** start **
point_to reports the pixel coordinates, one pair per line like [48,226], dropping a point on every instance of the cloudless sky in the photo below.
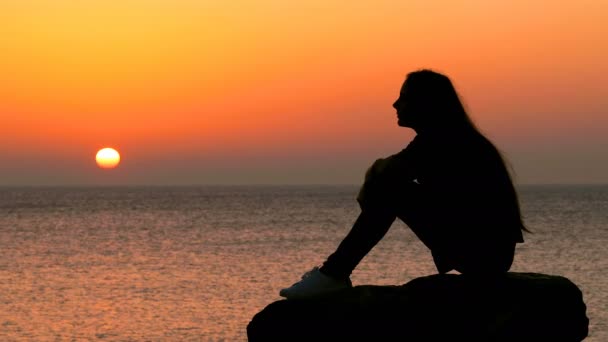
[290,92]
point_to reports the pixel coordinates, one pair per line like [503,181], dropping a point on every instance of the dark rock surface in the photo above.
[449,307]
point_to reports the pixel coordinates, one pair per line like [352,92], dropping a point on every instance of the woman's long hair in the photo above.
[434,95]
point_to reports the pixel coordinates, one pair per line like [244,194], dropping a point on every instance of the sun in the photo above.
[107,158]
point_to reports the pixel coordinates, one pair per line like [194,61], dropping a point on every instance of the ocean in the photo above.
[196,263]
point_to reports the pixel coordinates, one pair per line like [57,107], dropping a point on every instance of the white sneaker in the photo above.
[314,283]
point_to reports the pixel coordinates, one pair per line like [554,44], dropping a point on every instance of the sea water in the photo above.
[196,263]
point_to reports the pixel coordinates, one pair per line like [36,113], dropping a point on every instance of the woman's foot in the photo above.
[314,283]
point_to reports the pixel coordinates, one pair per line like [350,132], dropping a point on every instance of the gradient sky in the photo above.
[286,92]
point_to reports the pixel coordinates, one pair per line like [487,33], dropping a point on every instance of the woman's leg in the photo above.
[369,228]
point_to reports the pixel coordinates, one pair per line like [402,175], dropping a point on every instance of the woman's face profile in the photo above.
[405,111]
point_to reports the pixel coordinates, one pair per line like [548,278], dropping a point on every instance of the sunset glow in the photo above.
[107,158]
[291,92]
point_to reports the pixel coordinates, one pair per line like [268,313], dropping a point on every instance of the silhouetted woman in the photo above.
[450,185]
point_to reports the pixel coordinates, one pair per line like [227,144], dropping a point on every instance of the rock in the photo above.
[448,307]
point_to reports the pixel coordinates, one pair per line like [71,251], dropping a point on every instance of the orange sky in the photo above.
[216,92]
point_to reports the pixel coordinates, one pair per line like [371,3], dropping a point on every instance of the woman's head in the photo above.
[429,102]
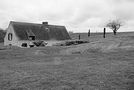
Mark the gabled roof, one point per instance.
(40, 31)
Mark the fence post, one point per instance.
(104, 33)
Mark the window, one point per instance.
(10, 36)
(31, 37)
(24, 45)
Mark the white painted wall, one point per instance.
(15, 39)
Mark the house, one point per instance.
(23, 34)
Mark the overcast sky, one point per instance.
(76, 15)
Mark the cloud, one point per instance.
(77, 15)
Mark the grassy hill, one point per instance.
(102, 64)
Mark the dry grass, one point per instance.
(49, 69)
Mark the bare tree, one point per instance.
(114, 25)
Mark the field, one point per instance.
(101, 64)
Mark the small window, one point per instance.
(10, 36)
(24, 45)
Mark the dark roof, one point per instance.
(40, 31)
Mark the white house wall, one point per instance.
(14, 40)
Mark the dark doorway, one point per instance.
(31, 37)
(24, 45)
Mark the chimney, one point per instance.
(45, 23)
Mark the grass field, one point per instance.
(102, 64)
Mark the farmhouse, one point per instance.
(24, 34)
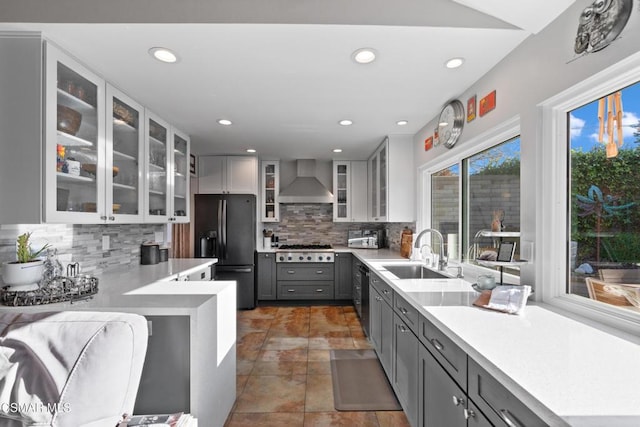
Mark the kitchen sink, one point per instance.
(414, 272)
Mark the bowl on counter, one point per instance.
(68, 120)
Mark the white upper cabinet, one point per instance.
(227, 175)
(350, 191)
(75, 152)
(391, 182)
(270, 188)
(167, 184)
(124, 158)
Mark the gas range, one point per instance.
(304, 253)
** end **
■ EXERCISE BRIEF:
Give an exact reproduction of every line, leaving out any picture.

■ IN RESPONSE:
point_to reports the pixel coordinates, one pair per line like [48,226], dropping a point on every instance of the cloudless sky in the photo below.
[290,92]
point_to reports the pixel coordinates, one pair per line like [503,181], dropping a point on every instance of the dark rock surface in the photo above.
[449,307]
point_to reports the pixel coordinates, one pair per line like [352,92], dropping a point on every instance of the woman's long hair in the photo above.
[434,95]
point_to reports the pixel coordinates, one pair per line like [244,194], dropping a point on every instance of the sun in the photo above.
[107,158]
point_to reports the pixel coordinates, one pair per line like [194,61], dropping a point on every instance of the ocean in the photo above.
[196,263]
point_to reports the pixel coordinates, one pair per line like [57,107], dropping a point on every instance of the white sneaker in the photo above.
[314,283]
point_to reports the pixel coordinates, one pair per line like [554,44], dropping a point on every instance of the sea water in the photo above.
[196,263]
point_to reports the pixel coordinates, one pair per line like [36,113], dropping a point on every instance of the woman's foot in the photo above.
[314,283]
point_to reports the pixel coordinates, one pair per line like [350,132], dropping a point on every instance of the gradient sky in the photo above.
[286,92]
point_to reports the pixel coordinates, one pair per line like [487,33], dropping a point on every instance of the woman's leg in the photo above.
[369,228]
point_to reports the pixel coordinates, one pair per line like [402,175], dropping a point on every instance of the woman's face profile in the photo above.
[405,111]
point_to reports the pixel coordinates, one pair per line like [548,278], dropping a point on every instance of the sunset glow in the photo above.
[107,158]
[291,92]
point_to reports the pixel coordinates, one pair per line like [268,313], dropping a point on every instance of the silhouetted woman in the photo above.
[450,185]
point_to reports the pixel coordinates, one pair per line like [227,144], dropping a point on every instance of the rock in the photo above.
[448,307]
point_to reports the pixel coordinates, one pair per line like [71,251], dropping a point on every instance of the orange sky in the photo above.
[216,92]
point_to reports the pixel coordinates, one pair per line like [371,3], dropping a point on every instance of the woman's head in the photo above.
[429,102]
Mark the gabled roof, one point per instance.
(40, 31)
Mark the fence post, one point per instance.
(104, 33)
Mark the window, one point per instance.
(10, 36)
(31, 37)
(24, 45)
Mark the white painted wall, one point per instance.
(15, 39)
Mark the house, one point per instance.
(23, 34)
Mark the overcast sky, one point per instance.
(76, 15)
Mark the cloud, one point per instance.
(77, 15)
Mark the grassy hill, one point per instance.
(102, 64)
Mark the dry grass, one point per instance.
(49, 69)
Mark the bare tree, one point per instance.
(114, 25)
Mark the field, one point per instance.
(101, 64)
Mark the small window, one point per instance.
(10, 36)
(24, 45)
Mark the dark roof, one point per instance.
(40, 31)
Mark the white house wall, one point per instance.
(14, 40)
Mark the dark doorway, one point per instance.
(31, 37)
(24, 45)
Mark the chimney, one point per instance.
(45, 23)
Mark the grass field, one point per instance.
(102, 64)
Mark the farmhouse, one point per instance.
(24, 34)
Mark the kitchen sink, one point per instance.
(414, 272)
Mark the bowl on counter, one point per instance.
(68, 120)
Mark the white upper cabinet, one point per instance.
(227, 175)
(350, 191)
(75, 152)
(391, 182)
(270, 188)
(167, 184)
(124, 158)
Mark the gas range, one point per instance.
(304, 253)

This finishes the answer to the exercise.